(Some records)
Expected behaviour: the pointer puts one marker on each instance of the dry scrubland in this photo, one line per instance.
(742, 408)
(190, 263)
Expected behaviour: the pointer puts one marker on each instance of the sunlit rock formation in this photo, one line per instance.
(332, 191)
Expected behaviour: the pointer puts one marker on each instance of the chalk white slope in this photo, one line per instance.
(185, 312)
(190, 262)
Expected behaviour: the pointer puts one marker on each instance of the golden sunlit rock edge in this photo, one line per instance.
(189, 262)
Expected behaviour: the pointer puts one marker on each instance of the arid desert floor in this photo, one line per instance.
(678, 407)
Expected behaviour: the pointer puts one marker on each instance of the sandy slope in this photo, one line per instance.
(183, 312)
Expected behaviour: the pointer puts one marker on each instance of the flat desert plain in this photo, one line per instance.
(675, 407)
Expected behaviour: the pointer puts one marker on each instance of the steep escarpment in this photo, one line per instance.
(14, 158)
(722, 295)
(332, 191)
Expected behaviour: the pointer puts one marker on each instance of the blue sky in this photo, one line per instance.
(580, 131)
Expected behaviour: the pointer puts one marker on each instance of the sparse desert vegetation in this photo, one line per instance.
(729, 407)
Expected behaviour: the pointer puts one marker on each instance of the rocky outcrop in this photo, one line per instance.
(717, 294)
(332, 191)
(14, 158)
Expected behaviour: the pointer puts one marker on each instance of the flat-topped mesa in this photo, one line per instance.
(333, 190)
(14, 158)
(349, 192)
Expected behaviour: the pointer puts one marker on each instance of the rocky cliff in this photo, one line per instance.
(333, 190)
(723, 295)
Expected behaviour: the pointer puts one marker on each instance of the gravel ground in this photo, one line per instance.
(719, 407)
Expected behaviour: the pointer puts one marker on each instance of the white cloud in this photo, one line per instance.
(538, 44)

AIM OF THE EXERCISE –
Reproduce every line of the listing above, swapping in "pin" wherever "marker" appears and keeping everything else the same.

ANSWER TO THE PROBLEM –
Expected behaviour: the pointer puts one pin on each instance of the dry scrubland in this photo, one line per instance.
(742, 408)
(190, 263)
Expected behaviour: the pointer puts one pin on each instance of the sunlit rock formation in this photo, one line per instance.
(332, 191)
Expected behaviour: the pointer puts one pin on each instance of the chalk white slope in this photo, one line per instance.
(185, 312)
(190, 262)
Expected behaviour: the pointer puts one pin on each instance of the golden sunlit rock edge in this photo, one line per instance.
(189, 262)
Expected behaviour: the pointer puts one pin on each instance of the arid desert floor in this photo, one line per instance.
(678, 407)
Expected behaviour: the pointer puts one pin on each instance of the sandy slope in this photo, one line per instance.
(183, 312)
Expected behaviour: the pointer puts one pin on each instance of the flat desert plain in this photo, one line per instance.
(675, 407)
Expected behaviour: the pointer puts one pin on each instance of the steep escarpment in this photo, one line per instance.
(14, 158)
(722, 295)
(332, 191)
Expected behaviour: the pointer puts one pin on each instance of the blue sky in this photo, one line per instance.
(580, 131)
Expected behaviour: the pointer puts one pin on each instance of the sparse desert vegetation in this photo, one line per instance.
(729, 407)
Expected behaviour: the pointer puts one pin on each instance of the rocky outcrop in this photo, one line per instance.
(717, 294)
(332, 191)
(14, 158)
Expected behaviour: the pointer puts one pin on each instance of the flat-topped mesa in this photo, one line per instance.
(333, 190)
(14, 158)
(349, 192)
Expected behaviour: the pointer puts one pin on each instance of the rocky cliff in this photo, one line per instance.
(333, 190)
(723, 295)
Expected behaviour: the pointer puts one pin on each instance of the gravel ground in this photo, one line per instance.
(719, 407)
Expected behaviour: the pointer puts one pin on each instance of the white cloud in this photo, one line per instance.
(538, 44)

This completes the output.